> DATA SECTION

────────────────

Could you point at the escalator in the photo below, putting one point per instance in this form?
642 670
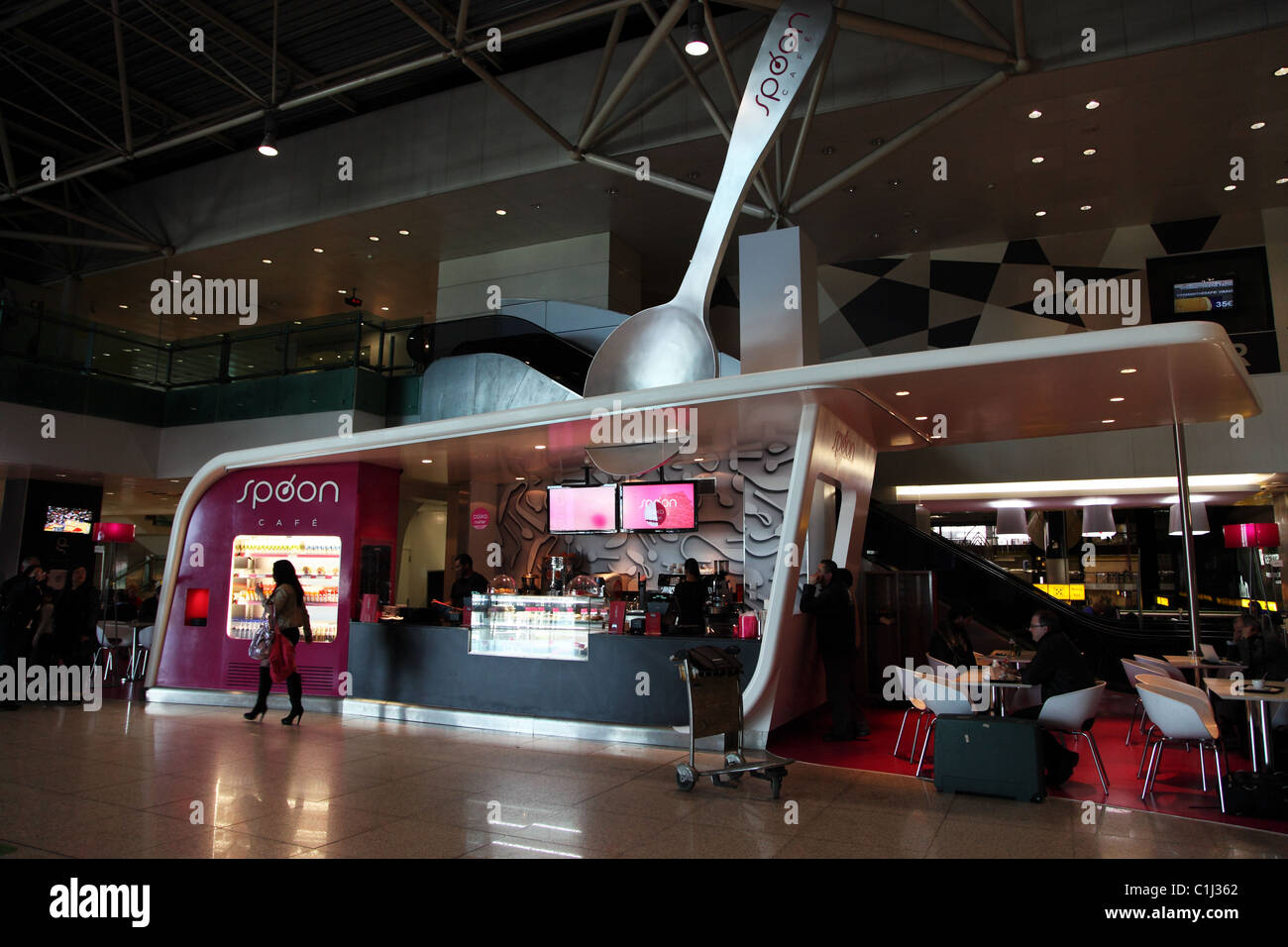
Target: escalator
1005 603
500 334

────────────────

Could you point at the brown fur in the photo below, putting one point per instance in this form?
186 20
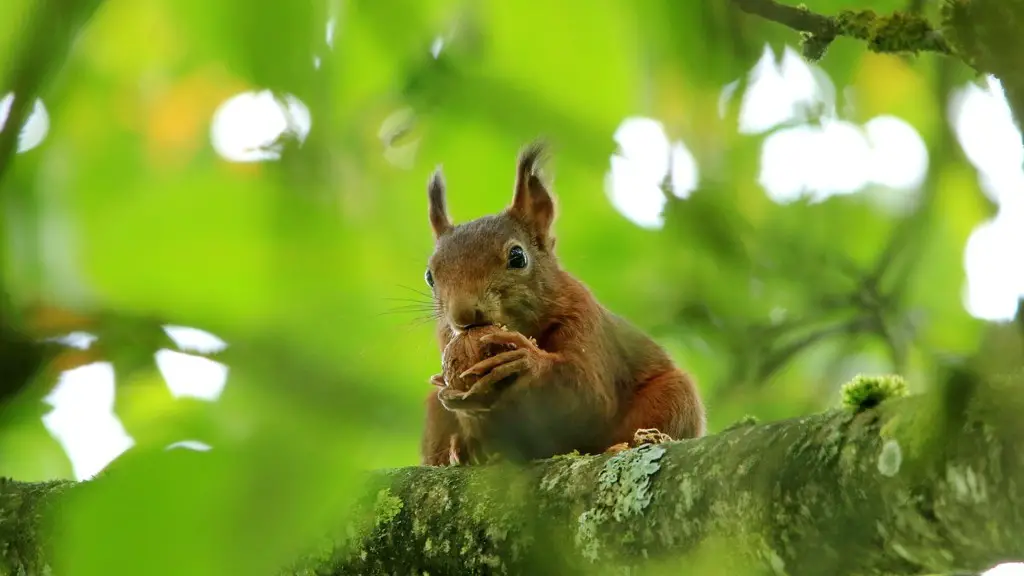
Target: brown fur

────────────────

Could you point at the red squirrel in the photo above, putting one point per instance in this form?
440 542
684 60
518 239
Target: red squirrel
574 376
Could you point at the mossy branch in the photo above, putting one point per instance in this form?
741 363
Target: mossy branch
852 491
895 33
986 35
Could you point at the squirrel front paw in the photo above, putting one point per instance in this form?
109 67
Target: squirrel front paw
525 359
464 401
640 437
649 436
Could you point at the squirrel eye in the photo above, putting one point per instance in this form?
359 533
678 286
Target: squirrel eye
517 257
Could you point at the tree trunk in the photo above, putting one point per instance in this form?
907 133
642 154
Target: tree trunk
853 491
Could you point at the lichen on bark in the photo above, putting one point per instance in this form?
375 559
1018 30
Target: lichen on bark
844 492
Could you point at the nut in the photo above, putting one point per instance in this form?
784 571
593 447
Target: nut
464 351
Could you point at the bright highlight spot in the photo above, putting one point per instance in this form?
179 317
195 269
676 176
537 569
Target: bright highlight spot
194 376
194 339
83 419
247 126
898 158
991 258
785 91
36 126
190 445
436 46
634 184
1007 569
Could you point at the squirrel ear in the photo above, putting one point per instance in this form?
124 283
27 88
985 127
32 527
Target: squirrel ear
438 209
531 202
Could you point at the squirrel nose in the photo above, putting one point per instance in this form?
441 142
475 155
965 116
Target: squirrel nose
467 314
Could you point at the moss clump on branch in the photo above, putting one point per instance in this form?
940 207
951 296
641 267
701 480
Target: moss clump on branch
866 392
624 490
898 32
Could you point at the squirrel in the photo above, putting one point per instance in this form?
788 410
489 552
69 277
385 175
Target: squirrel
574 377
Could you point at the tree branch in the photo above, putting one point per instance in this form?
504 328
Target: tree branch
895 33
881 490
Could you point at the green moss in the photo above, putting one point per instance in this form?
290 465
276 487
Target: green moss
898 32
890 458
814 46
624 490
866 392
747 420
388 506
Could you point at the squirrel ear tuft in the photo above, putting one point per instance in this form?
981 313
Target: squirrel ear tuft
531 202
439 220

────────────────

> WHAT TO DO
From the records above, extract each line that contains the string "highlight". Treat uppercase and lowercase as different.

> COMPLETED TASK
Could you point at the bright highlight spot in the photo above, putting one point per instance in this form?
Target: bright highlight spot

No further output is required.